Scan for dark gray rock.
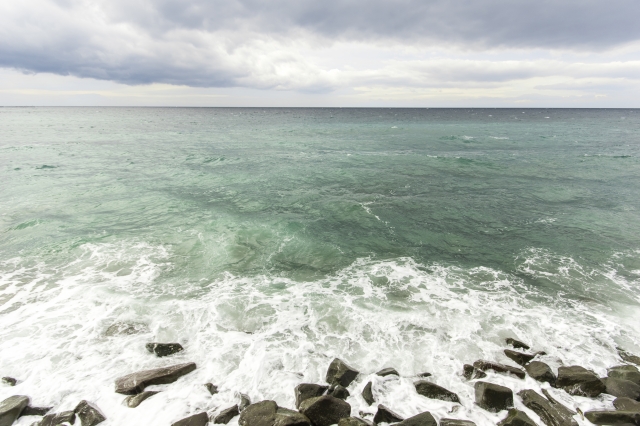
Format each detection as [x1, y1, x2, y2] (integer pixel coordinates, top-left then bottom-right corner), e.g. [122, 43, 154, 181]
[214, 406, 239, 424]
[124, 391, 160, 408]
[396, 412, 436, 426]
[603, 378, 640, 400]
[338, 417, 370, 426]
[274, 407, 312, 426]
[619, 349, 640, 366]
[475, 381, 513, 412]
[498, 409, 537, 426]
[416, 373, 432, 378]
[517, 389, 577, 426]
[473, 361, 525, 379]
[74, 401, 105, 426]
[105, 322, 149, 336]
[326, 359, 359, 387]
[414, 381, 460, 403]
[37, 411, 76, 426]
[609, 365, 640, 386]
[299, 396, 351, 426]
[462, 365, 486, 380]
[556, 366, 605, 397]
[440, 419, 476, 426]
[525, 361, 556, 386]
[295, 384, 328, 409]
[506, 338, 530, 350]
[504, 350, 535, 366]
[20, 406, 53, 417]
[146, 342, 184, 357]
[615, 398, 640, 412]
[114, 362, 197, 394]
[239, 401, 278, 426]
[238, 394, 251, 412]
[373, 405, 403, 424]
[205, 383, 219, 395]
[330, 385, 350, 400]
[1, 378, 16, 387]
[362, 382, 375, 406]
[585, 411, 640, 425]
[172, 412, 209, 426]
[376, 368, 399, 377]
[0, 395, 30, 426]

### Work order
Your output must reproduce the material above in full, with no pictures.

### Reply
Scan for dark gray rock.
Format each detection as [x1, y1, x2, y2] (integer pixel coordinates, top-left then bottom-right corner), e.g. [122, 43, 154, 181]
[214, 406, 239, 424]
[124, 391, 160, 408]
[396, 412, 436, 426]
[603, 378, 640, 400]
[338, 417, 370, 426]
[274, 407, 312, 426]
[619, 349, 640, 366]
[475, 381, 513, 412]
[498, 409, 537, 426]
[416, 373, 432, 378]
[517, 389, 577, 426]
[473, 361, 525, 379]
[74, 401, 105, 426]
[105, 322, 149, 336]
[326, 359, 359, 387]
[414, 381, 460, 403]
[37, 411, 76, 426]
[609, 365, 640, 386]
[299, 396, 351, 426]
[462, 365, 486, 380]
[556, 366, 605, 397]
[440, 419, 476, 426]
[525, 361, 556, 386]
[295, 384, 328, 409]
[506, 338, 530, 350]
[504, 350, 535, 366]
[20, 406, 53, 417]
[146, 342, 184, 357]
[615, 398, 640, 412]
[114, 362, 197, 394]
[239, 401, 278, 426]
[238, 394, 251, 412]
[373, 405, 403, 424]
[205, 383, 219, 395]
[330, 385, 350, 400]
[1, 378, 16, 387]
[362, 382, 375, 406]
[585, 411, 640, 425]
[172, 412, 209, 426]
[376, 368, 399, 377]
[0, 395, 30, 426]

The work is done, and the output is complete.